2) Jede moderne Datenbank kann Benutzer (Rollen) verwalten. Warum überlässt du es nicht der Datenbank ihre Stärken auszuspielen? Der Benutzer ist also entsprechender Benutzer auf der Datenbank, hier kann man auch schön für jede Tabelle/View einstellen welche Rechte er hat, etc.

Gruß
Sparrow


----------



## Dagobert (20. Apr 2009)

Guten Abend,

erstmal vielden Dank für eure Hilfe.
Ich werde mich dann jetzt mal mit dem Usermanagment ohne GUI vertraut machen.
Habe mich dazu entschlossen für jeden Benutzer des Programms auch ein eigenen Datenbankuser zu erstellen.

mfg. Dagobert


----------



## tfa (21. Apr 2009)

Dagobert hat gesagt.:


> Habe mich dazu entschlossen für jeden Benutzer des Programms auch ein eigenen Datenbankuser zu erstellen.


Diese Lösung finde ich auch problematisch. Überlege dir, ob du die Berechtigungen für deine Anwendung damit sicher regeln kannst. Du kannst zwar sagen, Benutzer X hat auf Tabelle Y die Rechte insert, update und select. Aber das gilt dann für alle Daten in dieser Tabelle. Er könnte auch Datensätze lesen oder verändern, auf die er eigentlich keinen Zugriff haben sollte. Sicherlich könnte man das auch mit speziellen Views oder STPs umgehen. Das würde die Sache aber noch aufwendiger machen.

Gezeigte Datensätze:
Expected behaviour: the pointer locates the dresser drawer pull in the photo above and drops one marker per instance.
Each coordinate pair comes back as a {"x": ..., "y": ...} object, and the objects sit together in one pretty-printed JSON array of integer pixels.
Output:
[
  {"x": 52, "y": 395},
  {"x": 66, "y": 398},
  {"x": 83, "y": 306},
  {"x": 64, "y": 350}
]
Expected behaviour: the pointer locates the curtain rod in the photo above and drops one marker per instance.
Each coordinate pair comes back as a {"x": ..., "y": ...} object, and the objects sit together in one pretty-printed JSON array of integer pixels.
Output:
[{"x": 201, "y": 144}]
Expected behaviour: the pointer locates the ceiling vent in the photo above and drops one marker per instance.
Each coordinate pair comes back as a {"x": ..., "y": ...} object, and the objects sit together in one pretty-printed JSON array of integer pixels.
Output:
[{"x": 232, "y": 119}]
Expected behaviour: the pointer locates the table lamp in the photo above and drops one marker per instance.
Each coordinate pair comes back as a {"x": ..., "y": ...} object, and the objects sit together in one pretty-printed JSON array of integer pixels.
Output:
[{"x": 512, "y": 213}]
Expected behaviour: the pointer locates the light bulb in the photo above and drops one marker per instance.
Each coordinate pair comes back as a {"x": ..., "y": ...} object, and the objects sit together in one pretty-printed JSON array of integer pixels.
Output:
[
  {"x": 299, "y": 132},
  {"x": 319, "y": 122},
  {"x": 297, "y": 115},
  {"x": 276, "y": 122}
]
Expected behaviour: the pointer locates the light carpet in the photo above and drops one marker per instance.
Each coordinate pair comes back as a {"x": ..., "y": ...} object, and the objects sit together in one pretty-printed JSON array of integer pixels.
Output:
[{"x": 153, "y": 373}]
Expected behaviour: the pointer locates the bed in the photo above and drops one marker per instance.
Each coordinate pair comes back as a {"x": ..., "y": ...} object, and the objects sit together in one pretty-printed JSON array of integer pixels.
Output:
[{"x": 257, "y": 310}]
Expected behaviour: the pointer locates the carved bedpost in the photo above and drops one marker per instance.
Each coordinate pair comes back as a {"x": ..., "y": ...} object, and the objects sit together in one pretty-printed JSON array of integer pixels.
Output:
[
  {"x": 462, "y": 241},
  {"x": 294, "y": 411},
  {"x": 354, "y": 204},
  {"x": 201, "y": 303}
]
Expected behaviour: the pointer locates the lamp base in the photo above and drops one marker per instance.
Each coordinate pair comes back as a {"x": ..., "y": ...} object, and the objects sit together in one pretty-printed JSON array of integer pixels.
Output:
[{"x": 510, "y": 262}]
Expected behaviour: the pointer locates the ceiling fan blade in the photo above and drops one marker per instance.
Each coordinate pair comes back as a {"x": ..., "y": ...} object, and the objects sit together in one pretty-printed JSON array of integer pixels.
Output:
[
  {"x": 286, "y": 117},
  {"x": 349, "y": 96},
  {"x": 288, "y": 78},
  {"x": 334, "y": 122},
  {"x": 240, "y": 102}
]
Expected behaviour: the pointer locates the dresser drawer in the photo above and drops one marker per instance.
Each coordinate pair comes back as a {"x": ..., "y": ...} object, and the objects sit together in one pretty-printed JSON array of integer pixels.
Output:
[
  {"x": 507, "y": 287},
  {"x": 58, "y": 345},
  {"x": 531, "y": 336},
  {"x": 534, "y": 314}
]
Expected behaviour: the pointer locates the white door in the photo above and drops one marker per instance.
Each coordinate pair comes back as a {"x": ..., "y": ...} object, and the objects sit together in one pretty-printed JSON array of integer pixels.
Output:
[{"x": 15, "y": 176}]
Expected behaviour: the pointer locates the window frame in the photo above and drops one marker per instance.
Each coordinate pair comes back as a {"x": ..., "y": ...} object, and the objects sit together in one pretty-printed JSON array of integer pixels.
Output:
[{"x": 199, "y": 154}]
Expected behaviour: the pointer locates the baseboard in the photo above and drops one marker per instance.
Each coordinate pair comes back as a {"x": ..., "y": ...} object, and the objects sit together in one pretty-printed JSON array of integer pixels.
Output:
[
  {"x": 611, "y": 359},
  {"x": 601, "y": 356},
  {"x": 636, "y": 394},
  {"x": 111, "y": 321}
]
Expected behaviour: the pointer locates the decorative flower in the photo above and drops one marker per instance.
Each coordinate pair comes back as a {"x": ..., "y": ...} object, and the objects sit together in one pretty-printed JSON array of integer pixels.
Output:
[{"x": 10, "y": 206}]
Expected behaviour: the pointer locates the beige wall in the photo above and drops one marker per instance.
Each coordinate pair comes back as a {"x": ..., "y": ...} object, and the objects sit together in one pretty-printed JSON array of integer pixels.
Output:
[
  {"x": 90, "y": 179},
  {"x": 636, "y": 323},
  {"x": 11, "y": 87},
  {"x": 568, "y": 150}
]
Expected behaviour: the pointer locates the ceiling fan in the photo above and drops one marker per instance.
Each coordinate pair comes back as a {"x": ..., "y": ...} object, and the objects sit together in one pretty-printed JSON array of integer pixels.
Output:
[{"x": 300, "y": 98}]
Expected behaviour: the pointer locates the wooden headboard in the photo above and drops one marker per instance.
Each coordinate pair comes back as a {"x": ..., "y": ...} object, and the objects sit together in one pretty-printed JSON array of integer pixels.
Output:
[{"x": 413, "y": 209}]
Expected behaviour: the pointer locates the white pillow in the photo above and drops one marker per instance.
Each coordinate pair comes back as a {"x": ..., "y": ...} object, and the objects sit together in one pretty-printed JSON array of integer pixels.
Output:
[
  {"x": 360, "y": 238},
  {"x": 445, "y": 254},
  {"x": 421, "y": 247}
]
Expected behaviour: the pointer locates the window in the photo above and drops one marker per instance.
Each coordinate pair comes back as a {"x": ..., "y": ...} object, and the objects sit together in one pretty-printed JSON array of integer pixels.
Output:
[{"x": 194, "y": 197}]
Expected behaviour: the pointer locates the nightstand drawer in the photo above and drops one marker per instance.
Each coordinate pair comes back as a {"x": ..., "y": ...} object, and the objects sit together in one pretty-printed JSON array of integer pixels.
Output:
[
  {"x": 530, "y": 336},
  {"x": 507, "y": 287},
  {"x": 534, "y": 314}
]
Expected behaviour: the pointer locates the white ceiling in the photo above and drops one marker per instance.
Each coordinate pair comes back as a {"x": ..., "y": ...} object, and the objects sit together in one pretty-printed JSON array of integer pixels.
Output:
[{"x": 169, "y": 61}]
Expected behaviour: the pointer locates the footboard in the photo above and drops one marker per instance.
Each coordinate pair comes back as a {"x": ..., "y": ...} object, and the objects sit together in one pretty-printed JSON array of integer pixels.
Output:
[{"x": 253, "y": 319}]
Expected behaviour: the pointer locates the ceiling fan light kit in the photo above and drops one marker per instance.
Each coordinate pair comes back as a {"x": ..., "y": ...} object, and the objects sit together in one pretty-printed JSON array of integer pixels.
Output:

Kurze Aufgabe 1:
Schreibe aus dem Ausgangstext den Abschnitt von „Ich werde mich“ bis einschließlich „(21. Apr 2009)“ wortgetreu ab.
Kurze Aufgabe 2:
Beantworte anhand des Ausgangstexts:
(a) An welchem Datum hat Dagobert seinen Beitrag verfasst?
(b) Welche Rechte nennt tfa als Beispiel für Benutzer X auf Tabelle Y?
(c) Womit ließe sich das Problem laut tfa umgehen?
Kurze Aufgabe 3:
Erkläre nach dem Ausgangstext, warum tfa es problematisch findet, für jeden Benutzer des Programms einen eigenen Datenbankuser anzulegen.

Vollständige Antwort 1:
Ich werde mich dann jetzt mal mit dem Usermanagment ohne GUI vertraut machen.
Habe mich dazu entschlossen für jeden Benutzer des Programms auch ein eigenen Datenbankuser zu erstellen.

mfg. Dagobert


----------



## tfa (21. Apr 2009)

Vollständige Antwort 2:
(a) Am 20. Apr 2009.
(b) insert, update und select.
(c) Mit speziellen Views oder STPs.

Vollständige Antwort 3:
Die Rechte, die ein Benutzer auf einer Tabelle erhält, gelten für alle Daten in dieser Tabelle. Er könnte deshalb auch Datensätze lesen oder verändern, auf die er eigentlich keinen Zugriff haben sollte.